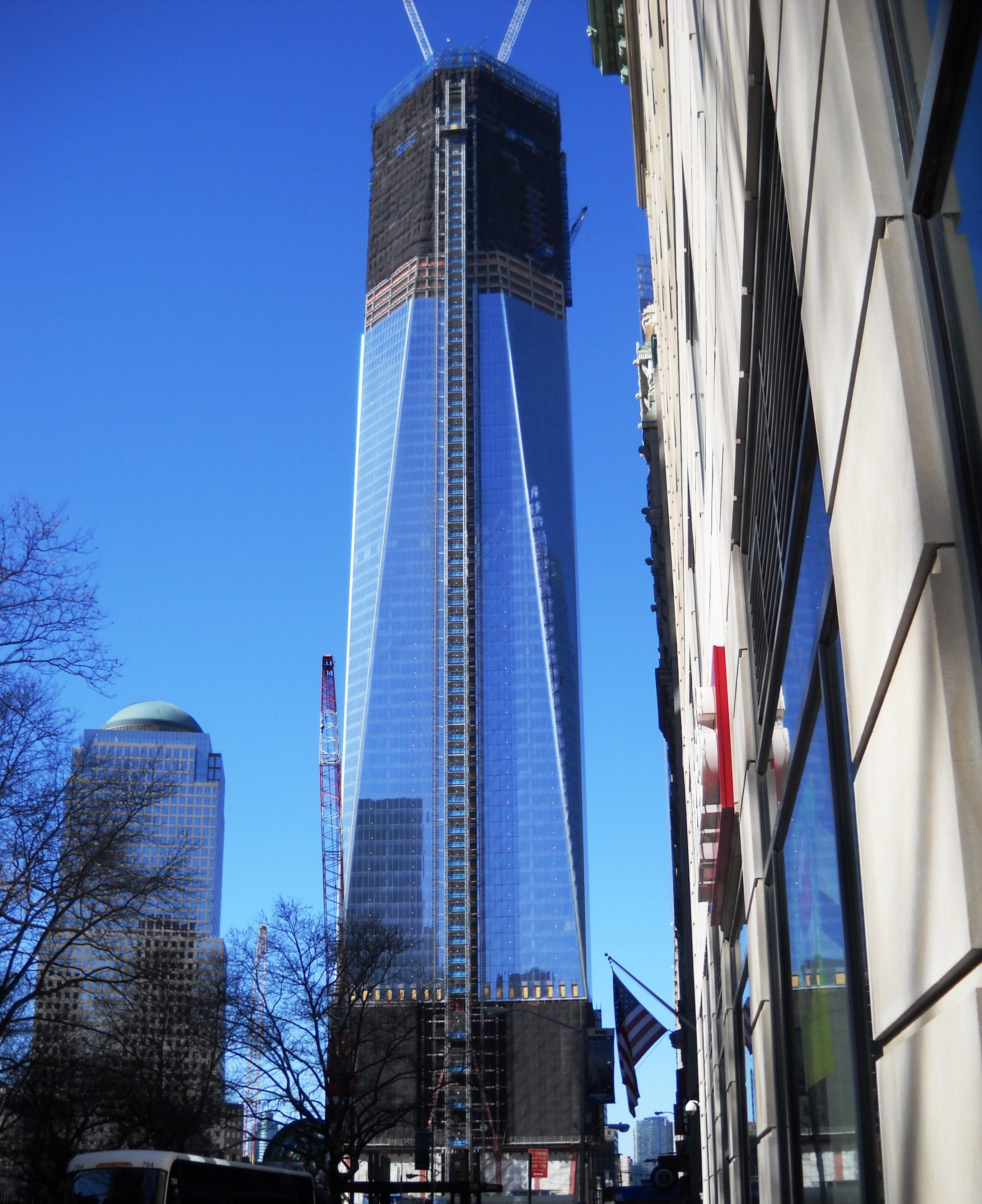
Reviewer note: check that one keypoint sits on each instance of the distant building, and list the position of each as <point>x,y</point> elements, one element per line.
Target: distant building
<point>152,986</point>
<point>193,816</point>
<point>653,1137</point>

━━━━━━━━━━━━━━━━

Repeat the lines above without the picture, swapping every "distant building" for "far tower" and leaving all else unchanged.

* _Task output_
Reviewer note: check that one keypoint sits on each instance of the far tower, and list the position of each as <point>x,y</point> elements, one element per line.
Target: far tower
<point>152,986</point>
<point>193,816</point>
<point>653,1137</point>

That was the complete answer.